Passage to read ::

★ ★ ★ ★ ★

You should consult your care provider before starting a new exercise plan or if you are new to exercise (another reason to build healthy habits before pregnancy!). Make sure you have addressed any problems or discomforts you may have during pregnancy and check if you should be taking any special precautions.
Pregnancy is not the time to be trying a new and strenuous activity for the first time – aim to start gently with low impact exercises such as walking or swimming. Some women wait until the second trimester once morning sickness and fatigue have settled, but there is no risk in starting in the first trimester if you are feeling good. If you are new to exercise, start with 10-15 minutes and gradually work up to 30 minutes each day.
Benefits of exercising during pregnancy:
Benefits for labour:
The first trimester refers to the first ten weeks after conception, or the first twelve weeks after the first day of your last menstrual period. This is a period of significant change, where cells are growing and differentiating quickly to form tissues, organs and entire body systems. The hormonal changes that occur during early pregnancy impact how your body systems will operate throughout your pregnancy. It is usually these hormonal changes that cause the common and unpleasant symptoms that you experience during the first trimester, such as nausea, dizziness and fatigue. Exercise can stimulate early growth of the placenta and helps your body to better adapt to pregnancy, improving your symptoms.
Exercising during the first trimester can be a challenge. Your blood volume increases while blood pressure decreases, making you more prone to low energy, dizziness, rapid heart rate and shortness of breath. Women who exercised regularly pre-pregnancy may notice these changes during their workouts before actually realising they are pregnant. Morning sickness and fatigue can make exercising less than appealing, but many women find that even 10-15 minutes of gentle exercise such as walking can temporarily relieve their symptoms and give them a much-needed energy boost. Your pregnancy is a priority at this time. Always use your common sense and be guided by how you feel. If your fatigue or nausea is so extreme that you cannot make it through a workout, you may need to take it easy for a few weeks until your symptoms start to settle.
Before and during exercise, you must take note of how you are feeling; including any injuries, illness or fever; vaginal bleeding or cramping, and any sudden onset of new pain, especially around the abdomen or pelvis. It is important to prevent overheating your body, so avoid exercising in hot or humid conditions and stay hydrated. Hydration is essential for maintaining a stable cardiovascular system, especially during early pregnancy when the changes to blood volume and blood pressure have not yet resolved. Maintain regular fluid and salt intake throughout the day and especially during exercise. Check the colour of your urine for dehydration, it should be light yellow or straw-coloured, and don’t exercise if you think you may be dehydrated.

★ ★ ★ ★ ★

Available data ::
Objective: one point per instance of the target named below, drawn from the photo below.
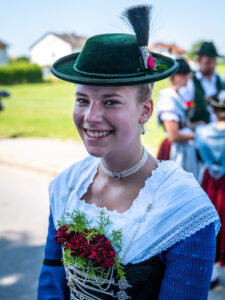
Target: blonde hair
(144, 92)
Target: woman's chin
(94, 152)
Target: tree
(192, 54)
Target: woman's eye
(82, 101)
(111, 102)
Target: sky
(184, 22)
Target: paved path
(27, 165)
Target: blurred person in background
(205, 83)
(210, 141)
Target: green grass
(45, 110)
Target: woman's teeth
(97, 133)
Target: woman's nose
(93, 113)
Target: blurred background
(37, 135)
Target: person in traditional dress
(172, 112)
(210, 141)
(167, 223)
(205, 83)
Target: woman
(210, 141)
(163, 237)
(173, 113)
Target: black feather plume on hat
(138, 19)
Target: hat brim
(63, 69)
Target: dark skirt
(164, 150)
(215, 188)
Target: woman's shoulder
(176, 185)
(75, 172)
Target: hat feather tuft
(138, 19)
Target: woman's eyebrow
(112, 95)
(81, 94)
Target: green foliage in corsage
(88, 247)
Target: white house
(53, 46)
(170, 50)
(3, 54)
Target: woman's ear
(147, 110)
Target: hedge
(20, 73)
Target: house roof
(72, 39)
(172, 48)
(3, 45)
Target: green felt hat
(113, 60)
(208, 49)
(218, 101)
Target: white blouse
(170, 207)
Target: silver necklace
(129, 171)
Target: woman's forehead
(102, 90)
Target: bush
(20, 73)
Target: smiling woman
(126, 225)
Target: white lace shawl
(179, 209)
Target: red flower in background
(61, 235)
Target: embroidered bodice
(211, 145)
(173, 215)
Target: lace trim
(181, 231)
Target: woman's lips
(97, 133)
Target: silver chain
(129, 171)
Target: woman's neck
(220, 125)
(175, 88)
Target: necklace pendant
(116, 175)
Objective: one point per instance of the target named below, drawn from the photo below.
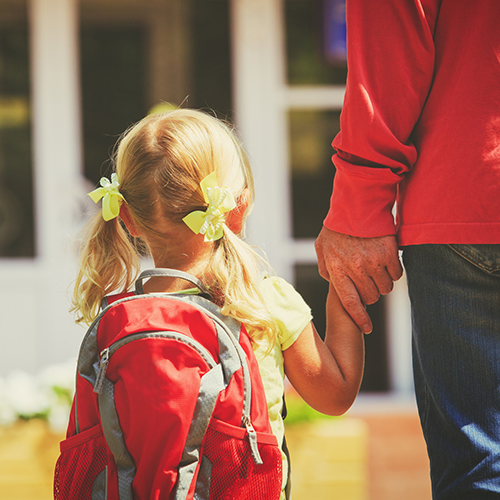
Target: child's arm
(327, 375)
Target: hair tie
(220, 200)
(112, 198)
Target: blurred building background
(75, 74)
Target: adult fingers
(352, 302)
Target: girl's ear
(234, 219)
(125, 216)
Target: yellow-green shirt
(292, 315)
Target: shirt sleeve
(288, 308)
(391, 58)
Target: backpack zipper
(106, 353)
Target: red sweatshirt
(420, 122)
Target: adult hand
(361, 269)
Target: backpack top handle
(169, 273)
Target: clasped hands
(361, 269)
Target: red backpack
(169, 404)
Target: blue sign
(335, 43)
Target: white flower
(47, 395)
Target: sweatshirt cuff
(362, 201)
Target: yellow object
(220, 200)
(329, 459)
(111, 197)
(28, 453)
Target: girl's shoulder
(287, 307)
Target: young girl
(183, 188)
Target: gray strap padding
(114, 437)
(212, 383)
(202, 490)
(168, 273)
(100, 486)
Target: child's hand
(328, 374)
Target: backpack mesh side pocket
(234, 473)
(83, 457)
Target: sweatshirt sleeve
(391, 56)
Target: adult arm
(391, 62)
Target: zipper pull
(252, 439)
(103, 364)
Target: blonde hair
(160, 163)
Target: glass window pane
(136, 55)
(314, 289)
(312, 171)
(211, 57)
(113, 88)
(17, 237)
(312, 44)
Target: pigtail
(237, 270)
(109, 262)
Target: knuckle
(351, 301)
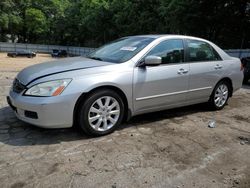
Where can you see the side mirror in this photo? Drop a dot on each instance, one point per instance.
(152, 60)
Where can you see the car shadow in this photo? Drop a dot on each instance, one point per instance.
(17, 133)
(166, 114)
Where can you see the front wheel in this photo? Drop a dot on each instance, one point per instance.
(220, 95)
(101, 113)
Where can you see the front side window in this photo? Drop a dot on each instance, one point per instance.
(200, 51)
(121, 50)
(171, 51)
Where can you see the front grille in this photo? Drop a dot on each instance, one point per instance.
(18, 87)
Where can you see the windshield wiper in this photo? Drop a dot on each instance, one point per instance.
(96, 58)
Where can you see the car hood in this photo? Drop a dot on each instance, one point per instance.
(35, 72)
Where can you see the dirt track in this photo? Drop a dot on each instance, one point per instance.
(173, 148)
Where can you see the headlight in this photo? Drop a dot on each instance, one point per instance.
(46, 89)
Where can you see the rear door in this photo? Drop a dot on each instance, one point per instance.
(206, 68)
(164, 85)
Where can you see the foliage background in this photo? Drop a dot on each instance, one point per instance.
(94, 22)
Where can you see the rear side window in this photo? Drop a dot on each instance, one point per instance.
(171, 51)
(201, 51)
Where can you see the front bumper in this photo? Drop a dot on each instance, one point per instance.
(46, 112)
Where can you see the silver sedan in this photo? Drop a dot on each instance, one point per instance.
(130, 76)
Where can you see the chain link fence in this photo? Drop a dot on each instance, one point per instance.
(72, 50)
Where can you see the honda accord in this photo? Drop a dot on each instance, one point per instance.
(130, 76)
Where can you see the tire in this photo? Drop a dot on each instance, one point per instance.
(220, 95)
(101, 113)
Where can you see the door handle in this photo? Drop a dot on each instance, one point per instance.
(218, 66)
(182, 71)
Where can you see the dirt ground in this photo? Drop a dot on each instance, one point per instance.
(173, 148)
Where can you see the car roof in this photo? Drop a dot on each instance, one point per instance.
(155, 36)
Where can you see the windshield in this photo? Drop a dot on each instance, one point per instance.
(121, 50)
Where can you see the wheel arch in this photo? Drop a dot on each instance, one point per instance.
(83, 96)
(229, 81)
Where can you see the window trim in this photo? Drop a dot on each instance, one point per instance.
(138, 63)
(210, 46)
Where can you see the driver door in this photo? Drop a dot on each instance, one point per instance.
(165, 85)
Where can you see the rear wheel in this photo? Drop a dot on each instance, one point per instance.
(101, 113)
(220, 95)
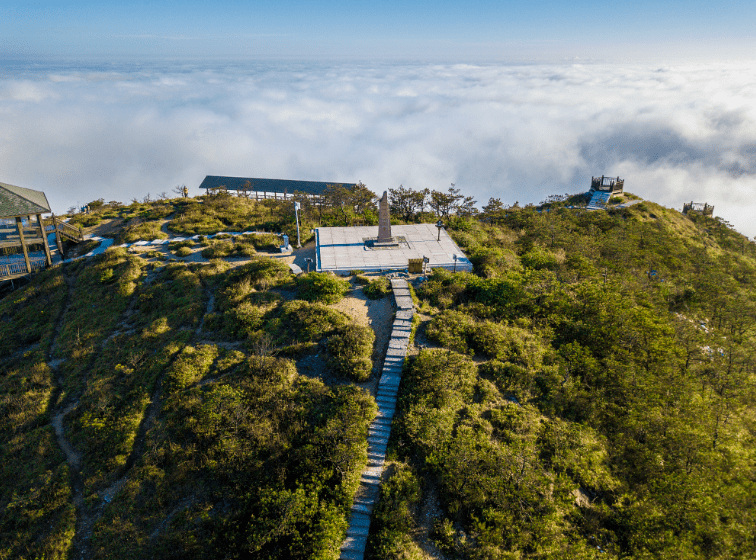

★ ★ ★ ★ ★

Prompt 1 ::
According to the text on exercise in pregnancy, rising blood volume and falling blood pressure in the first trimester make you more prone to certain problems. List them.
Prompt 2 ::
Answer these questions from the text on exercise in pregnancy.
(a) Which low-impact exercises does it suggest for starting gently?
(b) How does it define the first trimester?
(c) What color should urine be?
Prompt 3 ::
Summarize the text on exercise in pregnancy in three sentences.

Response box 1 ::
- Low energy
- Dizziness
- Rapid heart rate
- Shortness of breath

Response box 2 ::
(a) Walking or swimming.
(b) The first ten weeks after conception, or the first twelve weeks after the first day of your last menstrual period.
(c) Light yellow or straw-colored.

Response box 3 ::
Before starting a new exercise plan in pregnancy, consult your care provider and begin gently with low-impact activity, building from 10–15 minutes up to 30 minutes a day. The first trimester brings hormonal and circulatory changes that cause nausea, dizziness and fatigue, but gentle exercise can relieve these symptoms, and you should be guided by how you feel. While exercising, watch for warning signs such as bleeding, cramping or sudden new pain, and avoid overheating and dehydration.